** What this task involves **
These records need to be repeated exactly, every one of them.

(Source records)
Content starts
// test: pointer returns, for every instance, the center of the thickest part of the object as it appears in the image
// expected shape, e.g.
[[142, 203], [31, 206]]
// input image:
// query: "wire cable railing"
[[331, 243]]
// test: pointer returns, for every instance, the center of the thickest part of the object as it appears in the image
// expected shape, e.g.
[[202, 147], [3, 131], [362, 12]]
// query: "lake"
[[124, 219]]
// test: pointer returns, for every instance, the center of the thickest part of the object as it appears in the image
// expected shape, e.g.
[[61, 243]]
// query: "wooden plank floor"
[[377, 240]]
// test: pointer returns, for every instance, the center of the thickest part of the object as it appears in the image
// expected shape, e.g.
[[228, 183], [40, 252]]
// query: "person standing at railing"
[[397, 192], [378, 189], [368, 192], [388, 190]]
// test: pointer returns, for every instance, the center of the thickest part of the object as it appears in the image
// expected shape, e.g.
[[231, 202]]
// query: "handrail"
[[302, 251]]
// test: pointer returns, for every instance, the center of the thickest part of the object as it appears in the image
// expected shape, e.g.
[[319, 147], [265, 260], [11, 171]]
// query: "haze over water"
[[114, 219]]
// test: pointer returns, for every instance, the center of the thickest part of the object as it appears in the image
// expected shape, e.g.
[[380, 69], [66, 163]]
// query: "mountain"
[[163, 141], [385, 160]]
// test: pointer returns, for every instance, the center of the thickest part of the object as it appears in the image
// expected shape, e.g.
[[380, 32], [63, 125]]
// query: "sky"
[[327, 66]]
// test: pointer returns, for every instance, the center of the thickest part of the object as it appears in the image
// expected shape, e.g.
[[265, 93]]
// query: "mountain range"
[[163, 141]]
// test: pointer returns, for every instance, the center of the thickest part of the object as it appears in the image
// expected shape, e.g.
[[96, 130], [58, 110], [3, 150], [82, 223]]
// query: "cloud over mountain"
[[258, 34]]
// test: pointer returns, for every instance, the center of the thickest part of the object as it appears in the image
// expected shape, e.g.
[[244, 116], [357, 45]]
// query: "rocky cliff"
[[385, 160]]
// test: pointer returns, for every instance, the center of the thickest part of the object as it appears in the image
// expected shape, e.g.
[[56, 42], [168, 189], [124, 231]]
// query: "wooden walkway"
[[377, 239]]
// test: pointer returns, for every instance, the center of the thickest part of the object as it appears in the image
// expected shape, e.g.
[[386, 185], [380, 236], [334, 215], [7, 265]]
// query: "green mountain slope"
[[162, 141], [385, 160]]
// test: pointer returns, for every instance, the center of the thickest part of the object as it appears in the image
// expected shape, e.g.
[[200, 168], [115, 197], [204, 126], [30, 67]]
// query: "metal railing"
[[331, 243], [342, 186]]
Content ends
** Written reply **
// test: pointer returns, for every instance, the center of the thickest part of the object as it appears in the image
// expected shape, e.g.
[[142, 203], [31, 206]]
// input image:
// query: "wire cable railing"
[[331, 243]]
// test: pointer returns, for every instance, the center of the thickest part of the object as it appears in the image
// expected shape, e.g.
[[202, 147], [3, 131], [362, 12]]
// query: "lake"
[[124, 219]]
// test: pointer returns, for every instance, the center of the thickest part of the object as it appears in the image
// expected shape, e.g.
[[61, 243]]
// query: "wooden plank floor"
[[377, 240]]
// test: pointer returns, for every instance, the center of the thickest part of the object as it appears in the image
// expected shape, e.g.
[[228, 183], [40, 252]]
// query: "person standing at railing"
[[397, 192], [378, 189], [368, 192], [388, 190]]
// test: pointer returns, for every instance, the center of the thickest part of the object as it appears in the image
// expected shape, e.g.
[[231, 202]]
// query: "handrail"
[[302, 251]]
// test: pointer returns, for every instance, the center of the thickest part of the object as it appears in the image
// expected shape, e.g.
[[319, 147], [265, 260], [11, 171]]
// query: "haze over water"
[[114, 219]]
// test: pointer returns, for every instance, the center of the thickest part of the object as it appears in the image
// expected shape, e.g.
[[380, 69], [66, 163]]
// query: "mountain"
[[163, 141], [385, 160]]
// test: pointer returns, for every instance, the center of the thickest part of the object as it appears in the image
// expected shape, e.g.
[[380, 32], [63, 125]]
// query: "sky"
[[327, 66]]
// test: pointer returns, for every instance, the center of the thickest part of the object as it appears in the image
// expected shape, e.g.
[[265, 93]]
// query: "mountain range"
[[163, 141]]
// test: pointer returns, for every instance, the center of the thickest part of the object as it appears in the image
// expected shape, e.g.
[[96, 130], [58, 110], [3, 150], [82, 223]]
// query: "cloud over mountain"
[[258, 34]]
// test: pointer returns, for every instance, the center of the thickest part of the object as it appears in the image
// expected shape, e.g.
[[244, 116], [357, 45]]
// query: "rocky cliff"
[[385, 160]]
// test: pointer returns, for every instance, the center of the thickest part of the object as it appears in the image
// expected shape, e.g.
[[56, 42], [168, 189], [124, 231]]
// query: "wooden walkway"
[[377, 239]]
// test: pointer returns, for every instance, the center of the thickest part of the object as it appears in the image
// expected shape, e.g.
[[386, 185], [380, 236], [334, 215], [7, 265]]
// query: "green mountain slope"
[[162, 141], [385, 160]]
// test: pointer returns, for every instance, the center of the thickest part of the object as it appears in the image
// expected shape, e.g.
[[200, 168], [115, 197], [204, 126], [30, 67]]
// query: "metal railing"
[[331, 243], [342, 186]]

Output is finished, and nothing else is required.